Exercise input =>
--------
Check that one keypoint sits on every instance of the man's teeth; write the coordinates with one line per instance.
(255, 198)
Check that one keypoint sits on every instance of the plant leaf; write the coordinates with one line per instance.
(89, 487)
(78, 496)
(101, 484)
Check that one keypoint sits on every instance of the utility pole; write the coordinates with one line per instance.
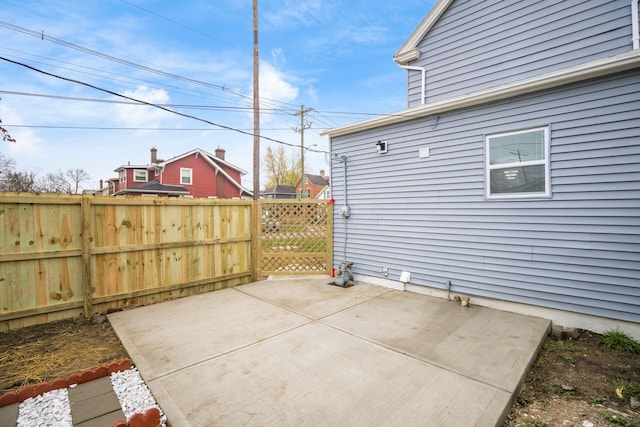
(301, 129)
(256, 106)
(256, 210)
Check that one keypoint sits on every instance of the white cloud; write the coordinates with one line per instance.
(275, 87)
(28, 144)
(143, 116)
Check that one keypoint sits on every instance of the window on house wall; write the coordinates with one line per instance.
(517, 164)
(186, 176)
(140, 175)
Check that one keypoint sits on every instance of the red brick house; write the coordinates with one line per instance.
(315, 186)
(196, 173)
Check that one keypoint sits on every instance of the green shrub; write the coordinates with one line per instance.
(619, 341)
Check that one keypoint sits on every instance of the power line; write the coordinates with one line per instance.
(42, 35)
(281, 111)
(186, 27)
(134, 128)
(145, 102)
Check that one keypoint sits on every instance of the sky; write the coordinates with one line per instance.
(334, 57)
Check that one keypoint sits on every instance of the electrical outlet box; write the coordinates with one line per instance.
(382, 146)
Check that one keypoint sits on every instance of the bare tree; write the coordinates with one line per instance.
(6, 164)
(27, 181)
(281, 170)
(75, 177)
(19, 182)
(55, 183)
--------
Brief => Reproduce only the lines from the line containing "Check that one keypoint sits on every instance of the green" to the last line of the material above, both of those lines included.

Problem solution =>
Check that one keypoint sits on every instance of the green shrub; write the coordinates with one line per instance.
(619, 341)
Check that one keypoint sits on every instance of the power line; write the coordinates with one line per instance.
(42, 35)
(281, 111)
(186, 27)
(134, 128)
(145, 102)
Check that one keypoint sits on every instance of the sky; write the coordinates with one line per instance.
(334, 57)
Check that one keypoint sits on every instance of the electrical outlet box; write the coordinates with one line per instance.
(382, 146)
Check that one keypoint sits on every instance of the bare tree; write the coordinates with one line per instance.
(6, 164)
(27, 181)
(281, 170)
(75, 177)
(19, 182)
(55, 183)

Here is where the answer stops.